EXERCISE DESCRIPTION:
With "windshield" as the search word, show every line of the material that has it.
————
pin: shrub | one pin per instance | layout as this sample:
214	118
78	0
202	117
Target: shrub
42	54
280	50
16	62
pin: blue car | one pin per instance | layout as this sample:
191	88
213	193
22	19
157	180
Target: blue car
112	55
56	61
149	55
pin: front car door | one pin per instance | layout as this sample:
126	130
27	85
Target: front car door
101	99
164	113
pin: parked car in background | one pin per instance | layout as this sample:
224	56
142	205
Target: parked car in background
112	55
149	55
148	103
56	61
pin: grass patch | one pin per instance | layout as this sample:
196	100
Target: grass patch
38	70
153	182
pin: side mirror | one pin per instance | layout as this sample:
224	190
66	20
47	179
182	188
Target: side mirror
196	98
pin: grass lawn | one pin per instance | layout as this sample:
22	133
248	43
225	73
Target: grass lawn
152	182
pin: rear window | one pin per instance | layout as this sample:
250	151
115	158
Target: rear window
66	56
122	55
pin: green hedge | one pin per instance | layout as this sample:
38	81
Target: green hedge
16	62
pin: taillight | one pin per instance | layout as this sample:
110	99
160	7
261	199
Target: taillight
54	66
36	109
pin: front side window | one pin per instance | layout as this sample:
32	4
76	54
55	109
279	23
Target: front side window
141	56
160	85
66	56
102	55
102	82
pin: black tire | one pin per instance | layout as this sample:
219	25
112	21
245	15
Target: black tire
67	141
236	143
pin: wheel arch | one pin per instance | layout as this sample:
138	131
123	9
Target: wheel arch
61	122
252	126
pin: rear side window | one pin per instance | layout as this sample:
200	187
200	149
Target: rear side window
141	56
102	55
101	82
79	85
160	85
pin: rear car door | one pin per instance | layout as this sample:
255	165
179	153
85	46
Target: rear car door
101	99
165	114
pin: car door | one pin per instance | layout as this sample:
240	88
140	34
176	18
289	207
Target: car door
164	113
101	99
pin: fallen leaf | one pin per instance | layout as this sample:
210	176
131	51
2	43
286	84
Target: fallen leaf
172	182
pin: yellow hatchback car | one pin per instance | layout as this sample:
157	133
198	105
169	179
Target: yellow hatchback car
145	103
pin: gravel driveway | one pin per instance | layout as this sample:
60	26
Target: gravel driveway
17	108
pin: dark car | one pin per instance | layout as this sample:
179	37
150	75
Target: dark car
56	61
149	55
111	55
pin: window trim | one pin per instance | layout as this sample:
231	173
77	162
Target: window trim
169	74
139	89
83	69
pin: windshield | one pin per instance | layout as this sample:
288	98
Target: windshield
————
THE COMPLETED TASK:
pin: windshield | one pin per instance | layout as this sample:
Target: windshield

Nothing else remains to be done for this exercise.